◆ Document section

_ _ _ _

Just several months following a successful IPO in Canada, Mainstreet Health Investments (TSX: HLP.U) is continuing to execute on its acquisition pipeline by bringing $152 million of new senior housing investments into its portfolio. At the same time, the company announced it is internalizing its management—in other words, bringing the management outside of the private Mainstreet umbrella and entirely under publicly-held Mainstreet Health Investments. It is also terminating its existing asset management agreement.
The company’s IPO on June 2 raised $95 million for the investment company, putting it in a position to ramp up and grow its senior housing presence. The acquisitions announced this week include seven properties spanning 739 beds, as well as several mezzanine loans, broadening Mainstreet’s geographic reach and operator partnerships.
“With the IPO, we said our strategy is to build a diversified portfolio of long-term cash-generating health care real estate,” Mainstreet Investments President Scott White tells SHN. “We are going to work to diversify it. With this portfolio we immediately diversified by country, by operator and by state.”
Previously, the company’s portfolio was focused in Illinois with operating partner Symphony. The current acquisitions include two properties operated by The Ensign Group (Nasdaq: ENSG), located in Forth Worth and Houston, Texas, and in Wichita, Kansas; two properties operated by Autumnwood, located in Sudbury, Ontario and North Bay, Ontario; one Symphony property in Illinois; and four mezzanine investments in development projects, which are currently being constructed by MPG and located in Arizona, Colorado and Nebraska.
Across the acquisition portfolio, Mainstreams expects to derive 95% of revenue from private sources and Medicare. The combined purchase price of the Ensign, Symphony and Autumnwood portfolio represents a weighted average year one cap rate of 7.7%.
The transactions represent the company’s plan to target growth in the U.S. and Canada, White says, under overarching plans to build a sizable health care real estate portfolio similar to what its management team did with HealthLease—a publicly traded Canadian real estate investment trust for which Mainstreet Property Group was the external management company. That company went public in 2012, grew to 53 assets and was sold to Health Care REIT (now Welltower) for $950 million, as part of an overall $2.3 billion transaction.
“We’re delivering on the promise we made to investors,” White says. “It was a transformative transaction for us and it took a lot of hard work to put it together. This team moves fast.”
Mainstreet Investments maintains a development relationship with the private company Mainstreet, under which the private company is required to inform the public company of all development opportunities.

_ _ _ _

◆ Task requirements
1 > In the article on Mainstreet Health Investments' acquisitions, why did the new portfolio diversify the company, according to the text?
2 > Extract everything from "Across the acquisition" down to "overall $2.3 billion transaction." in the article on Mainstreet Health Investments.

◆ Excerpted data
_ _ _ _

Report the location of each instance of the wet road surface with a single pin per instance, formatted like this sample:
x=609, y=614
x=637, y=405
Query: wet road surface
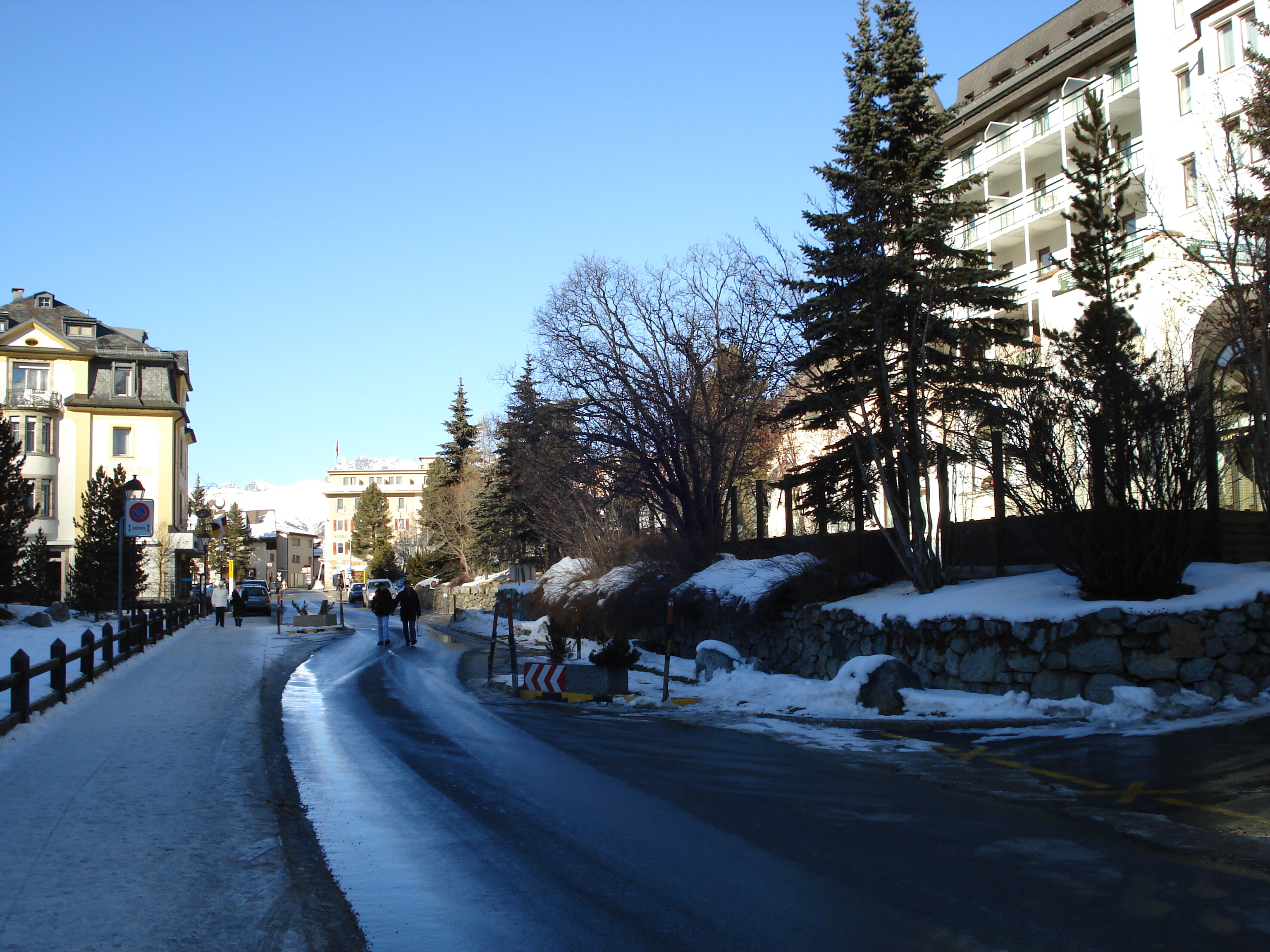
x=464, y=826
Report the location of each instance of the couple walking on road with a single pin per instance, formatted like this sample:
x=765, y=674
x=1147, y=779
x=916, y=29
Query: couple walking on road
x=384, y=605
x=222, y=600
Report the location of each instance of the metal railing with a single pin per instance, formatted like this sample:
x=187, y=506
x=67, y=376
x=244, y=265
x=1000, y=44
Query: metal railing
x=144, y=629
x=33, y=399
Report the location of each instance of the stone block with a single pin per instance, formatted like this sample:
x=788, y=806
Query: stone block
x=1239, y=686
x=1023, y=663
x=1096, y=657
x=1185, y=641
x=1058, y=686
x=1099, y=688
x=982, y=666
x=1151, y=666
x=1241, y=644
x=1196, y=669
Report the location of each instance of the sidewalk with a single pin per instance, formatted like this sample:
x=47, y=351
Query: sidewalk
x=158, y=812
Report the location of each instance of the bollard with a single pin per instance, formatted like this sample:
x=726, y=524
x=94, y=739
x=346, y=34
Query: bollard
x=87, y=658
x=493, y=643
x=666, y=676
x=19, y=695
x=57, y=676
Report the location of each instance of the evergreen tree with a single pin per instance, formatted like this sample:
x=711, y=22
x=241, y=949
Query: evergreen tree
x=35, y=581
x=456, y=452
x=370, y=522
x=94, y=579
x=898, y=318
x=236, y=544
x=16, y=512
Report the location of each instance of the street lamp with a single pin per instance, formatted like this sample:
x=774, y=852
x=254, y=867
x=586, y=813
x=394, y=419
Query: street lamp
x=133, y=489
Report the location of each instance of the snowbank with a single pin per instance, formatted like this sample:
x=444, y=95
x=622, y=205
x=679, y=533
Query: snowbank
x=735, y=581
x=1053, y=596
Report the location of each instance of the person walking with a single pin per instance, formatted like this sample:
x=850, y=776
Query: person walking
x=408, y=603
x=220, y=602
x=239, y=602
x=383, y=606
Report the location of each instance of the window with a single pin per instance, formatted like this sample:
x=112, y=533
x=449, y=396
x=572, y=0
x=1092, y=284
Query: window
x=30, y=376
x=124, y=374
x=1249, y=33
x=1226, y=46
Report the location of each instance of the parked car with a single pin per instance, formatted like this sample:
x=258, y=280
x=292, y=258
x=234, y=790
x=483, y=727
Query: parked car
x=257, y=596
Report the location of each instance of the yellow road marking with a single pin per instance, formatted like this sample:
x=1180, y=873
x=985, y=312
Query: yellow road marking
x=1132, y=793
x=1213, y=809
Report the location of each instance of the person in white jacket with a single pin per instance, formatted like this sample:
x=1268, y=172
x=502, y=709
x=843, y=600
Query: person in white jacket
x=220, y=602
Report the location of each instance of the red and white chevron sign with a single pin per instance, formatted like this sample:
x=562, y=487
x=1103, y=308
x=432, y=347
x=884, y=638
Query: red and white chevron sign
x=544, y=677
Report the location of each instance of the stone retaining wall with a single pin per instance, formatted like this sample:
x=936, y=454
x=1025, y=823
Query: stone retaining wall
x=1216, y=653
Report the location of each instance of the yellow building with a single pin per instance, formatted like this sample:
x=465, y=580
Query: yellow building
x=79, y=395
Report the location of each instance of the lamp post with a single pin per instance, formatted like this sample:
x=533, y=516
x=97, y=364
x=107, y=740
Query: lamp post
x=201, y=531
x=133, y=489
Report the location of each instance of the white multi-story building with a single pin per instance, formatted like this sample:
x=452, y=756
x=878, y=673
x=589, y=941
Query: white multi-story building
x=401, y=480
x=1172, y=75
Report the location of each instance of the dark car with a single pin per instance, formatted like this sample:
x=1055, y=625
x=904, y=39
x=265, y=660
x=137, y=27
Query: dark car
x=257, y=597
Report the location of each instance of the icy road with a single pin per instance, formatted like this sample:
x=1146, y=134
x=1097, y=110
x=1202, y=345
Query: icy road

_ _ _ _

◆ Outputs for the tasks
1 > Before these deals, the portfolio was concentrated in Illinois with a single operating partner, Symphony. The new acquisitions add properties in Canada (Ontario) and in other U.S. states, along with operators such as The Ensign Group and Autumnwood. The company therefore became diversified by country, by operator and by state.

2 >
Across the acquisition portfolio, Mainstreams expects to derive 95% of revenue from private sources and Medicare. The combined purchase price of the Ensign, Symphony and Autumnwood portfolio represents a weighted average year one cap rate of 7.7%.
The transactions represent the company’s plan to target growth in the U.S. and Canada, White says, under overarching plans to build a sizable health care real estate portfolio similar to what its management team did with HealthLease—a publicly traded Canadian real estate investment trust for which Mainstreet Property Group was the external management company. That company went public in 2012, grew to 53 assets and was sold to Health Care REIT (now Welltower) for $950 million, as part of an overall $2.3 billion transaction.